* **Problem to work on**
From the entries that follow, copy every line with the word "below".

+++ Entries provided +++

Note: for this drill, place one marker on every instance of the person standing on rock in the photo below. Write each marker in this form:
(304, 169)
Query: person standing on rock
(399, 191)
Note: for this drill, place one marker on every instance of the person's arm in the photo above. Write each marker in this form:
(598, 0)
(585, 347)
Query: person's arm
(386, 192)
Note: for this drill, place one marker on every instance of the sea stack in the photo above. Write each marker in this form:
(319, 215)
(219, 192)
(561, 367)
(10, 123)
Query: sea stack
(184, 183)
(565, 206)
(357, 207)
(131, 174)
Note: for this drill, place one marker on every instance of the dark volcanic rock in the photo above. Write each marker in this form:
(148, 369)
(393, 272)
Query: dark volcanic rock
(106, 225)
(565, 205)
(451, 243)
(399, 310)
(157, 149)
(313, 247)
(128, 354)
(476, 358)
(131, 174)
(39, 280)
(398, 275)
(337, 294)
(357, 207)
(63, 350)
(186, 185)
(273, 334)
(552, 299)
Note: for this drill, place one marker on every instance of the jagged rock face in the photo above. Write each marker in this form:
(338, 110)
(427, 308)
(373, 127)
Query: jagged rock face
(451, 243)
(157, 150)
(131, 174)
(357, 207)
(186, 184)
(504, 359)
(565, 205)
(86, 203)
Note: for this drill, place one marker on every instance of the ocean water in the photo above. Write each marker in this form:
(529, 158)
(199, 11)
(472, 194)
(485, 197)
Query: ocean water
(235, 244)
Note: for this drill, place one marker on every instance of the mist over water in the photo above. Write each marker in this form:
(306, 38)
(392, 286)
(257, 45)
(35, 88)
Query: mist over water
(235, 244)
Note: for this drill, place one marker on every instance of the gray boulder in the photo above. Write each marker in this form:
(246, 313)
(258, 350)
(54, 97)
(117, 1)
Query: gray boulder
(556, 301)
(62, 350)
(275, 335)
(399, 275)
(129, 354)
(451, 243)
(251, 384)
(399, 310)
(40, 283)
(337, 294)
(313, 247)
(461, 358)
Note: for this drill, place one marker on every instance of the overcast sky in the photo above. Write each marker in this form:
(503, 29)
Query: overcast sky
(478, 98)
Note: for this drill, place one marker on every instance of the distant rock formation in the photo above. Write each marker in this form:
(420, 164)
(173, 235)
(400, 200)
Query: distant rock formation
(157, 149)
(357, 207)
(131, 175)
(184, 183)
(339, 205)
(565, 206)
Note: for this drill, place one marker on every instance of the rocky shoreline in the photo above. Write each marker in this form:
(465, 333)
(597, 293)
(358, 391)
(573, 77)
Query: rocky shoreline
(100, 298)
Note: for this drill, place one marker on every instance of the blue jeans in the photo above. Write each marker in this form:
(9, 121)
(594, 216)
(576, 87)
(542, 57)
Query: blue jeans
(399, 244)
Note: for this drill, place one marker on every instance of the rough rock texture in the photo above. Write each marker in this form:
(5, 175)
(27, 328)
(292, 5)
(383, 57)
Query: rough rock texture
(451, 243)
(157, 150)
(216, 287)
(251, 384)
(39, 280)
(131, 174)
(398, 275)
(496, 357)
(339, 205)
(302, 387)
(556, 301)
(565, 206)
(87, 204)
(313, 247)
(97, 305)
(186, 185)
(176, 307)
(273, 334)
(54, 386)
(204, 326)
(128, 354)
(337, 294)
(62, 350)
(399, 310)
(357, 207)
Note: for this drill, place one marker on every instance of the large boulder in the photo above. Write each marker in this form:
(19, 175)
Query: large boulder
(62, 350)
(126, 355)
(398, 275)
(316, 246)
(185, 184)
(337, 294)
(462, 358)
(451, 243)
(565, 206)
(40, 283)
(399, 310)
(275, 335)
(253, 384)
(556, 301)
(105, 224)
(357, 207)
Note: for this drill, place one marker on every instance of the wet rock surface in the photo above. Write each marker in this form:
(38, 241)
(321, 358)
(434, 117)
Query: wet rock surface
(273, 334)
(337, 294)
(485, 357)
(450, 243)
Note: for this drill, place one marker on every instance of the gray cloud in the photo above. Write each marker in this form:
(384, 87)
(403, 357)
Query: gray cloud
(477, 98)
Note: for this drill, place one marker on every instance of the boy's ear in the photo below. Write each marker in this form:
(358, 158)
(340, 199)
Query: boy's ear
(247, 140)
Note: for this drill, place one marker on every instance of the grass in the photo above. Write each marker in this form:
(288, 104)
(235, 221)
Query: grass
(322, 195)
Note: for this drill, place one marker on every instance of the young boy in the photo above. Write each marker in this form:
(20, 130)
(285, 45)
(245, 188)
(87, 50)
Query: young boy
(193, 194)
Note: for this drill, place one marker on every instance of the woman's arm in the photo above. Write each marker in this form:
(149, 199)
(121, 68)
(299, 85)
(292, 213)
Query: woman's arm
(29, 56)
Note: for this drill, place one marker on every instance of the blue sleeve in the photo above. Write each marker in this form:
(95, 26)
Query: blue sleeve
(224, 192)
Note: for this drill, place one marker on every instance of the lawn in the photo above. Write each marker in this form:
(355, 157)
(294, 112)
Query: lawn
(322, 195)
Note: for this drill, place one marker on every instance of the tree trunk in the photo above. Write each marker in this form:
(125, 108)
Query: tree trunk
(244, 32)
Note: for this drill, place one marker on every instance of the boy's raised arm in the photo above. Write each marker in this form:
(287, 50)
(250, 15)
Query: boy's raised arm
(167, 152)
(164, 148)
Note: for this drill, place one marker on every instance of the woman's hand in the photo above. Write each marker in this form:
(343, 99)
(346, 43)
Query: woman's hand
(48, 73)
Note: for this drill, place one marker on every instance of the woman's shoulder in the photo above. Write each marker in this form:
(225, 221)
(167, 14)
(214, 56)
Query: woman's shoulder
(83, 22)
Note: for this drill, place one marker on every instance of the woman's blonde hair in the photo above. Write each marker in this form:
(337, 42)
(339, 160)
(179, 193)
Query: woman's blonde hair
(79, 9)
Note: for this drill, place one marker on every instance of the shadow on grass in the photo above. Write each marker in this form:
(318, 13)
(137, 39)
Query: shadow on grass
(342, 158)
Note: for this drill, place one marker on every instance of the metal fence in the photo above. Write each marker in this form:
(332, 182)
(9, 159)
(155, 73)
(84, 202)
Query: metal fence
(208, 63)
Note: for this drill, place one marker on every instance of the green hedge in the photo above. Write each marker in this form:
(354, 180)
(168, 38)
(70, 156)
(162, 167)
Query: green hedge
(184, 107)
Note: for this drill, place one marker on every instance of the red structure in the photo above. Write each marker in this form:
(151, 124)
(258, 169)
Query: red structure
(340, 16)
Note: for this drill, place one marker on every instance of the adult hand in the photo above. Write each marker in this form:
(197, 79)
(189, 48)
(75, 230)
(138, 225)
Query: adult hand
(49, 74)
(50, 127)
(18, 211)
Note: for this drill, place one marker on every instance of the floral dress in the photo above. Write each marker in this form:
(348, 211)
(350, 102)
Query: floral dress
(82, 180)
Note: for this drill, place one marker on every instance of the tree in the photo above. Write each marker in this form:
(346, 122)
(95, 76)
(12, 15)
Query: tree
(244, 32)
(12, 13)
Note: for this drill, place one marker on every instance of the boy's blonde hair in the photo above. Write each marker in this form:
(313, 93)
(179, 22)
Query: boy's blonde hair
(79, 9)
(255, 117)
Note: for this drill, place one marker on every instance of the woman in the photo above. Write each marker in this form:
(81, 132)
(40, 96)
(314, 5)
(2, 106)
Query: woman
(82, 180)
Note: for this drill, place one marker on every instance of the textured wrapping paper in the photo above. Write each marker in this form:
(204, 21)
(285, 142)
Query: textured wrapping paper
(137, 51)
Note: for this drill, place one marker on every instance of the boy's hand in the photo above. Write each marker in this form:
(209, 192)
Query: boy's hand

+++

* **Reply**
Note: for this drill, place one marker on every instance of the person standing on rock in the photo below. Write each marker in this form:
Note: for this drill, place one marker on every instance of the boy's ear in the photo below. Write each marker in this form:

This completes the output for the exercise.